BEGIN
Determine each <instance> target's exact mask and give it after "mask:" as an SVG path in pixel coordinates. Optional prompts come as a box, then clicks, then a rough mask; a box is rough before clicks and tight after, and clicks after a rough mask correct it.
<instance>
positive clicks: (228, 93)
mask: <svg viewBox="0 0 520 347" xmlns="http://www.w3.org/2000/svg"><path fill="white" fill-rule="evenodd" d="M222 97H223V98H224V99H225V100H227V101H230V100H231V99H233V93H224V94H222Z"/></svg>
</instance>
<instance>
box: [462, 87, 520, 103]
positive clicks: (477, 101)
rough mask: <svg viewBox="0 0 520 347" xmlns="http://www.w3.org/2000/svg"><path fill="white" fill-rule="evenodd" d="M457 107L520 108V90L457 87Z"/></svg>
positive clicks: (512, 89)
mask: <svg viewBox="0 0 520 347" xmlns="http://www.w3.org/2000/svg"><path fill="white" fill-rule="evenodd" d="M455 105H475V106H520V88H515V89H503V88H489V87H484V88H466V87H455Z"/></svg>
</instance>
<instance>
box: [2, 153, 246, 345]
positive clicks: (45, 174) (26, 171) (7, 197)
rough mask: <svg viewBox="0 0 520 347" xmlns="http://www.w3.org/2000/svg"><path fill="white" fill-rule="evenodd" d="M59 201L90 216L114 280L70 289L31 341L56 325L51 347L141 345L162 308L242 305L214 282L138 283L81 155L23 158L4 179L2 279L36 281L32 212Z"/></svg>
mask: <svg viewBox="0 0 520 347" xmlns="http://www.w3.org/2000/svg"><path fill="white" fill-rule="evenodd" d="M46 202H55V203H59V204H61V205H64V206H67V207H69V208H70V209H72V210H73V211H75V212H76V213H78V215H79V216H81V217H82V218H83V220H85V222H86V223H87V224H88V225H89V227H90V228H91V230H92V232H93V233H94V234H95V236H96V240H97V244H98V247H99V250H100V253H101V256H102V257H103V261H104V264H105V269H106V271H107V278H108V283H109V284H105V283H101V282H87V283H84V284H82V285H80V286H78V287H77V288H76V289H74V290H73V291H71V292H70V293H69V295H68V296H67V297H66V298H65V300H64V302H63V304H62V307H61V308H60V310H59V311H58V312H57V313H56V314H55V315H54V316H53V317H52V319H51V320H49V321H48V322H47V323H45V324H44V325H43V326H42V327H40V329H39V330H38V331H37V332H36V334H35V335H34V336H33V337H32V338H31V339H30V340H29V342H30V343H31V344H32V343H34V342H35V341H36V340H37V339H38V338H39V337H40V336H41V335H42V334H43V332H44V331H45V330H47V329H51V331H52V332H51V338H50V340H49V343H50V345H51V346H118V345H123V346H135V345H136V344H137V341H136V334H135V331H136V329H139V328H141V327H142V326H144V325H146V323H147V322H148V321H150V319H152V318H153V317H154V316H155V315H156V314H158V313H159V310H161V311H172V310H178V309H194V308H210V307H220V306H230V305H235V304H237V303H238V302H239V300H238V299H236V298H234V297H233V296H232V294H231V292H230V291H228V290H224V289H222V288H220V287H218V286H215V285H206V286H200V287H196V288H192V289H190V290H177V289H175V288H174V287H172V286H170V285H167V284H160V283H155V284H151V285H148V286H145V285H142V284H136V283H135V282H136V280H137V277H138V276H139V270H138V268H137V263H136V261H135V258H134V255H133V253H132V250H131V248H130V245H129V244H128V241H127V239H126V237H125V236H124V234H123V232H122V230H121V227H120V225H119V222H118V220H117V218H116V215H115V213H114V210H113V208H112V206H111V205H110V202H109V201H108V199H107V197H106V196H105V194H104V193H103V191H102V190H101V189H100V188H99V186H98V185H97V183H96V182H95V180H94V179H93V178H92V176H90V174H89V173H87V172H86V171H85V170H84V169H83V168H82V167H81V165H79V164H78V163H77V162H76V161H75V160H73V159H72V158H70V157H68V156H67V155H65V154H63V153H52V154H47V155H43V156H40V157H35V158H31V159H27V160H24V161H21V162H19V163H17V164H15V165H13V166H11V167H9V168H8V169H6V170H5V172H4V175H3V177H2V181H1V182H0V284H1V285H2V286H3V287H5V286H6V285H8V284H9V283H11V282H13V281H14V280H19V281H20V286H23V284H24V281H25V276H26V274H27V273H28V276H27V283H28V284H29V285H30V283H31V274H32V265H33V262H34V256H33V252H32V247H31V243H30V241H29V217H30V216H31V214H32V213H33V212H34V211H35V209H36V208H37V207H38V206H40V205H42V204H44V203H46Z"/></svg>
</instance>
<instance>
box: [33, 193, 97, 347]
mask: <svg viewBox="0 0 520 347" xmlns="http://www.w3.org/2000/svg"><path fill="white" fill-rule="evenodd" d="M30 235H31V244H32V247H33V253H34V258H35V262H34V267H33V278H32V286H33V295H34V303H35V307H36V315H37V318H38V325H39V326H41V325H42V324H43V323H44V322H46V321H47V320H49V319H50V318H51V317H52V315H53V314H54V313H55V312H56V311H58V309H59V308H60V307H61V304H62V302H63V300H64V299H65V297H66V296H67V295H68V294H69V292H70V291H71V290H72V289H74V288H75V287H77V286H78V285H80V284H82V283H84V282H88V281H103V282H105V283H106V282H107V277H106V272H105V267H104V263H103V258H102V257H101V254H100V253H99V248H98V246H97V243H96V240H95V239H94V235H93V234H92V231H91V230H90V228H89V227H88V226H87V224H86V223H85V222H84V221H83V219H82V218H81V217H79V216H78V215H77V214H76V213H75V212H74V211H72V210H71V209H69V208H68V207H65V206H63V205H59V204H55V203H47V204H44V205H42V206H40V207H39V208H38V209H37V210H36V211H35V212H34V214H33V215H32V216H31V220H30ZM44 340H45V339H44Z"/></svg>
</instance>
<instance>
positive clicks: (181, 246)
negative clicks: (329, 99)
END
Keeping every word and mark as it is, print the entries above.

**EXERCISE RESULT**
Determine each <instance> target's exact mask and give it after "mask:" as an SVG path in pixel coordinates. Optional prompts come as a box, then clicks, then a rough mask; a box is rough before clicks and tight after, and clicks after a rough mask correct it.
<instance>
positive clicks: (228, 93)
mask: <svg viewBox="0 0 520 347" xmlns="http://www.w3.org/2000/svg"><path fill="white" fill-rule="evenodd" d="M222 97H223V98H224V99H225V100H227V101H230V100H231V99H233V93H224V94H222Z"/></svg>
</instance>
<instance>
box: [462, 87, 520, 103]
positive clicks: (477, 101)
rough mask: <svg viewBox="0 0 520 347" xmlns="http://www.w3.org/2000/svg"><path fill="white" fill-rule="evenodd" d="M457 107L520 108V90L457 87Z"/></svg>
positive clicks: (512, 89)
mask: <svg viewBox="0 0 520 347" xmlns="http://www.w3.org/2000/svg"><path fill="white" fill-rule="evenodd" d="M455 105H475V106H520V88H515V89H503V88H489V87H484V88H466V87H455Z"/></svg>
</instance>
<instance>
box: [2, 153, 246, 345]
positive clicks: (45, 174) (26, 171) (7, 197)
rough mask: <svg viewBox="0 0 520 347" xmlns="http://www.w3.org/2000/svg"><path fill="white" fill-rule="evenodd" d="M59 201L90 216L114 280L70 289L31 341L56 325L51 347L141 345L162 308L242 305L214 282L138 283L81 155L23 158L4 179L2 279L36 281L32 212Z"/></svg>
mask: <svg viewBox="0 0 520 347" xmlns="http://www.w3.org/2000/svg"><path fill="white" fill-rule="evenodd" d="M46 202H55V203H59V204H61V205H64V206H67V207H69V208H70V209H72V210H73V211H75V212H76V213H78V215H79V216H81V217H82V218H83V220H85V222H86V223H87V224H88V225H89V227H90V228H91V230H92V232H93V233H94V234H95V236H96V240H97V244H98V247H99V250H100V253H101V256H102V257H103V261H104V264H105V269H106V271H107V278H108V283H109V284H105V283H101V282H87V283H84V284H82V285H80V286H78V287H77V288H76V289H74V290H73V291H71V292H70V293H69V295H68V296H67V297H66V298H65V300H64V302H63V304H62V307H61V308H60V310H59V311H58V312H57V313H56V314H55V315H54V316H53V317H52V319H51V320H49V321H48V322H47V323H45V324H44V325H43V326H42V327H40V329H39V330H38V331H37V332H36V334H35V335H34V336H33V337H32V338H31V339H30V340H29V342H30V343H31V344H32V343H34V342H35V341H36V340H37V339H38V338H39V337H40V336H41V335H42V334H43V332H44V331H45V330H47V329H51V331H52V332H51V338H50V340H49V343H50V345H51V346H118V345H123V346H135V345H136V344H137V341H136V334H135V331H136V329H139V328H141V327H142V326H144V325H146V323H147V322H148V321H150V319H152V318H153V317H154V316H155V315H156V314H158V313H159V310H161V311H172V310H178V309H194V308H210V307H220V306H230V305H235V304H237V303H238V302H239V300H238V299H236V298H234V297H233V296H232V294H231V292H230V291H228V290H224V289H222V288H220V287H218V286H215V285H206V286H200V287H196V288H192V289H190V290H177V289H175V288H174V287H172V286H170V285H167V284H160V283H155V284H151V285H148V286H145V285H142V284H136V283H135V282H136V280H137V277H138V276H139V270H138V268H137V263H136V261H135V258H134V255H133V253H132V250H131V248H130V245H129V244H128V241H127V239H126V237H125V236H124V234H123V232H122V230H121V227H120V225H119V222H118V220H117V218H116V215H115V213H114V210H113V208H112V206H111V205H110V202H109V201H108V199H107V197H106V196H105V194H104V193H103V191H102V190H101V189H100V188H99V186H98V185H97V183H96V182H95V180H94V179H93V178H92V176H90V174H89V173H87V172H86V171H85V170H84V169H83V168H82V167H81V165H79V164H78V163H77V162H76V161H75V160H73V159H72V158H70V157H68V156H67V155H65V154H63V153H52V154H47V155H43V156H40V157H35V158H31V159H27V160H24V161H21V162H19V163H17V164H15V165H13V166H11V167H9V168H8V169H6V170H5V172H4V175H3V177H2V181H1V182H0V284H1V285H2V286H3V287H5V286H6V285H8V284H9V283H11V282H13V281H14V280H19V281H20V286H23V284H24V281H25V276H26V274H27V273H28V276H27V283H28V284H29V285H30V283H31V274H32V265H33V262H34V256H33V252H32V247H31V243H30V241H29V217H30V216H31V214H32V213H33V212H34V211H35V209H36V208H37V207H38V206H40V205H42V204H44V203H46Z"/></svg>
</instance>
<instance>
box: [33, 193, 97, 347]
mask: <svg viewBox="0 0 520 347" xmlns="http://www.w3.org/2000/svg"><path fill="white" fill-rule="evenodd" d="M30 235H31V244H32V247H33V253H34V258H35V262H34V267H33V278H32V286H33V295H34V303H35V307H36V315H37V318H38V325H39V326H41V325H42V324H43V323H44V322H46V321H47V320H49V319H50V318H51V317H52V315H53V314H54V313H55V312H56V311H58V309H59V308H60V307H61V304H62V302H63V300H64V299H65V297H66V296H67V295H68V294H69V292H70V291H71V290H72V289H74V288H75V287H77V286H78V285H80V284H82V283H84V282H88V281H103V282H105V283H106V282H107V277H106V272H105V267H104V263H103V258H102V257H101V254H100V253H99V248H98V246H97V243H96V240H95V239H94V235H93V234H92V231H91V230H90V228H89V227H88V226H87V224H86V223H85V222H84V221H83V219H82V218H81V217H79V216H78V215H77V214H76V213H75V212H74V211H72V210H71V209H69V208H68V207H65V206H63V205H59V204H55V203H47V204H44V205H42V206H40V207H39V208H38V209H37V210H36V211H35V212H34V214H33V215H32V216H31V220H30ZM44 340H45V339H44Z"/></svg>
</instance>
<instance>
positive clicks: (181, 246)
negative clicks: (329, 99)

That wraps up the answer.